WORK TASK
Reply with exactly the lines from the one that contains "positive clicks: (187, 540) (227, 555)" through the last line of the records below, and with no other lines.

Entries taken from a collection:
++++++++++++++++++++
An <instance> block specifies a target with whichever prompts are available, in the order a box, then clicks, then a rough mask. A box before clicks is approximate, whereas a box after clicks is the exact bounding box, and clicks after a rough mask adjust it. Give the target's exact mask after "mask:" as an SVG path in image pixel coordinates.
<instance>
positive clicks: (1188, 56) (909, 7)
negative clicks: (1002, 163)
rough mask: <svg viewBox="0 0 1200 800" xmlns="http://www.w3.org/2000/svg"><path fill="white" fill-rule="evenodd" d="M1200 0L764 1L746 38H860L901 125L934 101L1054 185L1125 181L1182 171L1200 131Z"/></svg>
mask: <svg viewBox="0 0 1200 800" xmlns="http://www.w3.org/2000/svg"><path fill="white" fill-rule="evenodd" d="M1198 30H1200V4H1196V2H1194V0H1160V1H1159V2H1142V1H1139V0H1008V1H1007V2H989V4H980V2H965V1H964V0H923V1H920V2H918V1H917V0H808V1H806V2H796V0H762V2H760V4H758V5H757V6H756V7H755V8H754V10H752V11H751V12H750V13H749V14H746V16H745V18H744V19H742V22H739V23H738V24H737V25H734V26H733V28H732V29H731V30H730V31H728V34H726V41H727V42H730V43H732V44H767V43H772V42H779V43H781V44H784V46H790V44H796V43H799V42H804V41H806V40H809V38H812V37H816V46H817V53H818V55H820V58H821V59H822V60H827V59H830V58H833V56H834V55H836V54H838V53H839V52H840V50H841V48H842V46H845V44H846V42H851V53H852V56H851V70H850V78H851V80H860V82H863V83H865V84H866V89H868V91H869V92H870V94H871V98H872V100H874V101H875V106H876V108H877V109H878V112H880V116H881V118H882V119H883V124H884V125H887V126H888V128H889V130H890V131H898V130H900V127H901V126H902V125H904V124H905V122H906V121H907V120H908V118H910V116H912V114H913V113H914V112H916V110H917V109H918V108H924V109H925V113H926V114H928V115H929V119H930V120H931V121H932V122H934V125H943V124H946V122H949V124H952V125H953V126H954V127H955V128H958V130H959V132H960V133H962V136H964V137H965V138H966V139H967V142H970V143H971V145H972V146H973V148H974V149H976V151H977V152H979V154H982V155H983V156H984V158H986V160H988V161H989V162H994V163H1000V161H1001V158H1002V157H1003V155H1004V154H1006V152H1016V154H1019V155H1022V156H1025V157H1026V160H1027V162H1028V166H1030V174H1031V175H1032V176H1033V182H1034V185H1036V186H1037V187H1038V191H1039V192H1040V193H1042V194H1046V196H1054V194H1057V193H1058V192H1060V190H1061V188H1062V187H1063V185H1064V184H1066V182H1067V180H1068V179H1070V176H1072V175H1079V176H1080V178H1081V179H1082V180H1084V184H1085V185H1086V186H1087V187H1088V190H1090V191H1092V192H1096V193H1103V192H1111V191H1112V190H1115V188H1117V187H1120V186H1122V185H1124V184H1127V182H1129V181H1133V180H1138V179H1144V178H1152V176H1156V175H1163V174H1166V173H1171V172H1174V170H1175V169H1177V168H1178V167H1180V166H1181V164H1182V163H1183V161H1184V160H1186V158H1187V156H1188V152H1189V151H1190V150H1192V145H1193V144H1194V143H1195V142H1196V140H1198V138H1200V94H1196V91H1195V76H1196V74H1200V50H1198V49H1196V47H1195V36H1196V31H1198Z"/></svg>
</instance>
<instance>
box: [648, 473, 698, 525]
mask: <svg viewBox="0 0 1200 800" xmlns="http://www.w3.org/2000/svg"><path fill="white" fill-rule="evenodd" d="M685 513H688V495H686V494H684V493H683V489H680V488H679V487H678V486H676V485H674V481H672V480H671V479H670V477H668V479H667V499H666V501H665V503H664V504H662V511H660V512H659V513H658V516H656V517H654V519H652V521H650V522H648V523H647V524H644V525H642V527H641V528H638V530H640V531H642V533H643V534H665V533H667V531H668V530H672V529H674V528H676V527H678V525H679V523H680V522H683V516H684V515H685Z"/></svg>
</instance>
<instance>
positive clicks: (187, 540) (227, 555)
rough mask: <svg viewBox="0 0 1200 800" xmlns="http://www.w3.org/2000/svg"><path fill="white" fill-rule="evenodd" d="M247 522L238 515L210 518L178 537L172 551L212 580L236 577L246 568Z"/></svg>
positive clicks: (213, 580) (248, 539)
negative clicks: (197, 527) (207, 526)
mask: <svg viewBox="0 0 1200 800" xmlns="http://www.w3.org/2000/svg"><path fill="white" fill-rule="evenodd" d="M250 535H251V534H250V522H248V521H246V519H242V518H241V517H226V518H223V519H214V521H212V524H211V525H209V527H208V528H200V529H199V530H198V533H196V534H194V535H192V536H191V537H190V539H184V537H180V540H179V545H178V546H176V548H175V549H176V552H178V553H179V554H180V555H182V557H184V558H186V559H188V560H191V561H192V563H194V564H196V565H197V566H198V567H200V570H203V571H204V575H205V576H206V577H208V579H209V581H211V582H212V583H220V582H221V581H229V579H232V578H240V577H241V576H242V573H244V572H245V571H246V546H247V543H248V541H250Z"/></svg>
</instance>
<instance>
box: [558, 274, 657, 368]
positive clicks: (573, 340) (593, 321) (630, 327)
++++++++++++++++++++
YOUR SOLUTION
positive clicks: (187, 540) (227, 555)
rough mask: <svg viewBox="0 0 1200 800" xmlns="http://www.w3.org/2000/svg"><path fill="white" fill-rule="evenodd" d="M247 522L238 515L210 518L178 537L172 551L212 580L236 577L246 568Z"/></svg>
positive clicks: (213, 580) (248, 539)
negative clicks: (197, 527) (207, 526)
mask: <svg viewBox="0 0 1200 800" xmlns="http://www.w3.org/2000/svg"><path fill="white" fill-rule="evenodd" d="M250 535H251V534H250V522H248V521H246V519H242V518H241V517H226V518H223V519H214V521H212V524H211V525H209V527H208V528H200V529H199V530H198V533H196V534H194V535H192V536H191V537H190V539H184V537H180V540H179V545H178V546H176V548H175V549H176V552H178V553H179V554H180V555H182V557H184V558H186V559H188V560H191V561H192V563H194V564H196V565H197V566H198V567H200V570H203V571H204V575H205V576H206V577H208V579H209V581H211V582H212V583H220V582H221V581H229V579H232V578H240V577H241V576H242V573H244V572H245V571H246V546H247V543H248V541H250Z"/></svg>
</instance>
<instance>
box: [558, 274, 657, 368]
positive clicks: (573, 340) (593, 321) (630, 327)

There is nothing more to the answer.